WRITTEN PROBLEM
Set down every record once more, exactly as given.
============
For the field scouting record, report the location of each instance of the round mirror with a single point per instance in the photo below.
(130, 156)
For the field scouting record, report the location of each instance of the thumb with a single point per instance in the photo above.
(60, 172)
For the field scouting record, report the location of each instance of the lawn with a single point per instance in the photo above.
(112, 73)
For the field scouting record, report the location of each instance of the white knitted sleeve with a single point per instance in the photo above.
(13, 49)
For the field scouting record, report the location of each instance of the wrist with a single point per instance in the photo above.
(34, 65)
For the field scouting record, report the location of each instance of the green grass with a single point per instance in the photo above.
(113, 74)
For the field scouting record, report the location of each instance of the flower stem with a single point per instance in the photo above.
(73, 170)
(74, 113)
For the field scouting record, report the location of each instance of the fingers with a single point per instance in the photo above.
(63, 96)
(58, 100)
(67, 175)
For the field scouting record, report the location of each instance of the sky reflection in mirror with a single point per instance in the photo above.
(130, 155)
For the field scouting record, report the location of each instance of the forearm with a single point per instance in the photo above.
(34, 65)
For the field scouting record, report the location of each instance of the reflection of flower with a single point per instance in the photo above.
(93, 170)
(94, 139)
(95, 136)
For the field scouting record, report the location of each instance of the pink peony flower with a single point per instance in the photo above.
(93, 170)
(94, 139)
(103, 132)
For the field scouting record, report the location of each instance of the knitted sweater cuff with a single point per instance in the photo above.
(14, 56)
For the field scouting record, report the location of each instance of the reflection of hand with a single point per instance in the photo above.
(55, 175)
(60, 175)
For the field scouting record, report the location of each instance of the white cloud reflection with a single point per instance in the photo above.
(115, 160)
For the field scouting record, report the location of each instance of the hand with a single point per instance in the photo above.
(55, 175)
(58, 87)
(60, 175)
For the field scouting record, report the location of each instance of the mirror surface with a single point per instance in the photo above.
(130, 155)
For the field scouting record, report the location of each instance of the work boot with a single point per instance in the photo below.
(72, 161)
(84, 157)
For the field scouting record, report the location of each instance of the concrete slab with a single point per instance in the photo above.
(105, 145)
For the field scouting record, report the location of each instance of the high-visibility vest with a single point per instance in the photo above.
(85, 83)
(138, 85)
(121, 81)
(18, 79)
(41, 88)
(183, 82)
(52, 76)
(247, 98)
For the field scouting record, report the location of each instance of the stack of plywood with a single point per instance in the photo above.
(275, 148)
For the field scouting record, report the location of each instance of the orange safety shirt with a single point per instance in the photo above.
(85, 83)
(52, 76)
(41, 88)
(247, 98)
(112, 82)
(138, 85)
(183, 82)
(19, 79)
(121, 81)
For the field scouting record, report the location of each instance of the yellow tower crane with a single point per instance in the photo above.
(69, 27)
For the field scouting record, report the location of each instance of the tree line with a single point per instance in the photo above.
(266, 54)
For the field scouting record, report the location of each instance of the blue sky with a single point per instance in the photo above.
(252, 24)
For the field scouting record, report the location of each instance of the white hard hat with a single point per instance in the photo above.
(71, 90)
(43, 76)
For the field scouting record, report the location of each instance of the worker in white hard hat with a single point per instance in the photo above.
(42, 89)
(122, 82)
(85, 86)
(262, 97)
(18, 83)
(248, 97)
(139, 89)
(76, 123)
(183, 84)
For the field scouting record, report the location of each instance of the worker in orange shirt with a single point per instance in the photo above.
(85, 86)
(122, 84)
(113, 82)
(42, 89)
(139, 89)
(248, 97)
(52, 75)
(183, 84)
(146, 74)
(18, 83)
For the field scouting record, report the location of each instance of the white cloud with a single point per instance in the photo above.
============
ANSWER TO THIS EXERCISE
For the field scouting record, report the location of each instance of the round mirror with a single point per instance in the photo below.
(130, 156)
For the field scouting record, report the location of each instance of the thumb with a single point per instance in the photo above.
(60, 172)
For the field scouting record, report the location of each instance of the lawn with a single point per instance in the photo above.
(112, 73)
For the field scouting record, report the location of each instance of the white knitted sleeve with a single point per instance in the photo above.
(13, 49)
For the field scouting record, report the location of each instance of the wrist with a single point per instance in the photo above.
(34, 65)
For the field scouting record, report the location of each instance of the green grass with a single point per instance in the photo above.
(113, 74)
For the field scouting record, report the location of each instance of the flower stem with a single point per instance in the photo above.
(73, 170)
(74, 113)
For the field scouting record, report the location of each instance of the fingers with a single point per instance in the photo above.
(63, 96)
(58, 100)
(67, 175)
For the field scouting record, report the location of each instance of the sky reflection in mirror with a single point per instance in the photo above.
(130, 155)
For the field scouting record, report the location of each instance of the forearm with a single point per instance in the photo above.
(34, 65)
For the field scouting record, report the location of each instance of the reflection of flower with a single point per instance in the photo above.
(93, 170)
(94, 139)
(95, 136)
For the field scouting record, report the location of each instance of the pink peony flower with a single point per instance in the photo above.
(93, 170)
(94, 139)
(103, 132)
For the field scouting record, report the location of each instance of the knitted sweater cuff with a single point per instance in the photo above.
(14, 56)
For the field scouting record, report the location of each instance of the reflection of hand with a single point per instance in the photo above.
(55, 175)
(60, 175)
For the field scouting record, report the location of each instance of the white cloud reflection with a single point per instance in the photo above.
(115, 160)
For the field scouting record, report the location of each instance of the hand with a single point per instance in the photo above.
(55, 175)
(58, 87)
(60, 175)
For the field scouting record, report the location of each instance of the mirror surface with a single point per instance in the photo above.
(130, 155)
For the field scouting record, report the location of each instance of the work boot with a single point per instance in the photo below.
(72, 161)
(84, 157)
For the field scouting record, report the location of each instance of the concrete slab with a single point per instance in the photo above.
(105, 145)
For the field scouting record, report the location of each instance of the high-visibility vest with a single point per instance in the photo above.
(85, 83)
(138, 85)
(121, 81)
(18, 79)
(41, 88)
(183, 82)
(52, 76)
(247, 98)
For the field scouting record, report the location of each instance of the stack of plywood with a single point per instance in the photo above.
(275, 148)
For the field scouting record, report the location of each instance of the orange safety shirt with a single point per instance in the photo above.
(85, 83)
(52, 76)
(41, 88)
(247, 98)
(112, 82)
(138, 85)
(183, 82)
(19, 79)
(121, 81)
For the field scouting record, report the location of each instance of the yellow tower crane with a single point per instance in the photo above.
(69, 27)
For the field scouting record, report the location of each instance of the tree line with a single point per instance in the photo above.
(266, 54)
For the field scouting record, report the location of each instance of the blue sky with a single point per instance in the photo above.
(252, 24)
For the field scouting record, report the location of each instance of the white hard hat with a single point per instance in the photo above.
(71, 90)
(43, 76)
For the field scouting record, report the location of each instance of the worker in white hard hat with a single point per instance in the photo above.
(42, 89)
(122, 82)
(85, 86)
(262, 97)
(18, 83)
(248, 97)
(139, 89)
(76, 123)
(183, 84)
For the field scouting record, report the location of each instance of the worker in orange shirt with a single point per instance in the photo above.
(85, 86)
(122, 84)
(113, 82)
(42, 89)
(139, 89)
(248, 97)
(52, 75)
(183, 84)
(146, 74)
(18, 83)
For the field scouting record, report the location of each instance of the white cloud with a single point per instance in the photo above.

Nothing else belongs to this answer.